EXERCISE:
Reproduce the data below word for word, omitting the pictures.

DATA SHOWN:
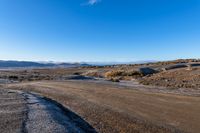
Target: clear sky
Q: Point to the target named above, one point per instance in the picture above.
(99, 30)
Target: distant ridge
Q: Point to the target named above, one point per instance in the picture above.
(29, 64)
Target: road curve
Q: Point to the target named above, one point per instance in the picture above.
(30, 113)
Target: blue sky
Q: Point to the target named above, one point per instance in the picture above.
(99, 30)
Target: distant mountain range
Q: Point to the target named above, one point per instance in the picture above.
(29, 64)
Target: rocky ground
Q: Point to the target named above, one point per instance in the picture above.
(29, 113)
(117, 108)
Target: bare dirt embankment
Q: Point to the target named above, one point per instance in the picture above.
(112, 108)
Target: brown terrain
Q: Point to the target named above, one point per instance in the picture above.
(151, 98)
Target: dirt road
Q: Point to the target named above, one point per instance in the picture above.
(113, 108)
(29, 113)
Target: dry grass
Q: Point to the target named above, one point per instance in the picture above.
(110, 108)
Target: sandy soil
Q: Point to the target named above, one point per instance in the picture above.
(29, 113)
(116, 108)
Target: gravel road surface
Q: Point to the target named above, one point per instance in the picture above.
(29, 113)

THE RESPONSE:
Target: clear sky
Q: Point to the target named above, one point per instance in the picture above.
(99, 30)
Target: distant ridge
Q: Point to the target named above, one point per instance in the picture above.
(29, 64)
Target: road curve
Q: Point to the target named above, one point per instance in the picture above.
(30, 113)
Target: blue sky
Q: Point to the target named above, one point per instance in the picture above.
(99, 30)
Target: distant mountain range
Q: Point to the target named above, one point per instance in the picture above.
(29, 64)
Target: rocky ground
Q: Point to the target named above, one point per instance in the picture above.
(29, 113)
(117, 108)
Target: bare dirt embankment
Q: Point to the target named above, one point per instance in the picture above.
(112, 108)
Target: brown terrain
Q: Point to the target named above, one point per instance in the picture above.
(151, 98)
Target: dirt road
Q: Point to the target named above, one point per instance in the picture above.
(113, 108)
(29, 113)
Target: dry grass
Q: Point to the target named above, one point per instance in the picture above.
(110, 108)
Target: sandy soil
Q: Point to the target named above, one point per instance in the picture above.
(29, 113)
(116, 108)
Target: gravel road surface
Q: Point to the target named above, one point per instance in the picture above.
(29, 113)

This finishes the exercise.